## Document excerpt:
__________________________________________________
After 50 years of government effort and huge spending of taxpayers’ money, we reached a national teledensity of 2% and a rural teledensity of almost nil in 1997. Reforms and the induction of private telecom firms brought change, but a very high entry fee charged for spectrum, or airwaves, through an auction for mobile phone service providers led to artificially high tariffs and crimped growth. The government replaced the entry fee with a revenue-sharing arrangement, leading to controversies and litigation. But growth started picking up and we reached a teledensity of 4% in fixed-line and 1% in mobile phone services in 2003. The tariffs were still high and regulations restrictive.
The reduction of revenue share, introduction of very low interconnect charges, a technology-agnostic unified access licence, less restrictive regulation, reduction of cross-subsidies in the network from 30% to zero, and facilitating the entry of mobile firms into rural areas through the Universal Service Obligation Fund and setting up telecom towers in the countryside transformed the market. Today, we have a national teledensity around 40% and rural teledensity of 15% against government targets of 15% and 4%, respectively, for 2010. Subsidies in the rural networks have declined and services improved dramatically because of competition.
__________________________________________________
## Instructions:
a - In the telecom passage, what national teledensity had been reached by 1997?
b - Edit the telecom passage from "After 50 years" up to and including "and regulations restrictive.", putting "licence fee" in place of "entry fee".
c - List every calendar year mentioned in the telecom passage.
Answer only from the telecom passage.
__________________________________________________
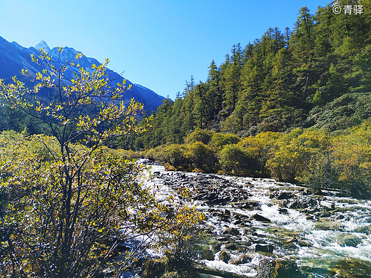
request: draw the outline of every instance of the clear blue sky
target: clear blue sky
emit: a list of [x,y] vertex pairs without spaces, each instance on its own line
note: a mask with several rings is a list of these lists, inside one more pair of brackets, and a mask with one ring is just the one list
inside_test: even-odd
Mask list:
[[205,81],[233,44],[269,27],[293,29],[298,11],[330,1],[0,0],[0,36],[25,47],[69,46],[163,96]]

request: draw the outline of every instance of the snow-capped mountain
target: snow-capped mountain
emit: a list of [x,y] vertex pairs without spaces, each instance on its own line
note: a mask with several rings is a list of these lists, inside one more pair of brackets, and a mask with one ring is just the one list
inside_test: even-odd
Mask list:
[[[32,62],[31,55],[34,54],[36,56],[39,55],[39,49],[43,48],[53,57],[58,57],[59,48],[55,47],[51,48],[48,44],[42,40],[34,47],[31,46],[29,48],[23,47],[16,42],[9,43],[0,36],[0,78],[9,78],[14,76],[19,76],[21,70],[24,68],[31,74],[36,74],[42,71],[42,67],[39,66],[36,63]],[[63,51],[60,56],[62,61],[66,60],[72,61],[75,59],[77,51],[73,48],[64,47]],[[93,58],[86,57],[83,56],[78,60],[80,67],[83,67],[86,70],[90,71],[93,64],[99,65],[97,60]],[[70,68],[66,73],[66,77],[71,78],[73,77],[73,72],[77,71],[76,68]],[[123,78],[118,73],[108,70],[111,78],[114,81],[116,84],[118,82],[121,83]],[[164,97],[158,95],[152,90],[148,89],[143,86],[134,84],[126,80],[126,85],[132,85],[130,90],[126,91],[122,99],[124,103],[130,102],[132,98],[136,101],[140,102],[144,105],[144,109],[148,113],[156,110],[158,106],[162,104]]]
__________________________________________________
## Expected outputs:
a - 2%

b -
After 50 years of government effort and huge spending of taxpayers’ money, we reached a national teledensity of 2% and a rural teledensity of almost nil in 1997. Reforms and the induction of private telecom firms brought change, but a very high licence fee charged for spectrum, or airwaves, through an auction for mobile phone service providers led to artificially high tariffs and crimped growth. The government replaced the licence fee with a revenue-sharing arrangement, leading to controversies and litigation. But growth started picking up and we reached a teledensity of 4% in fixed-line and 1% in mobile phone services in 2003. The tariffs were still high and regulations restrictive.

c - 1997, 2003, 2010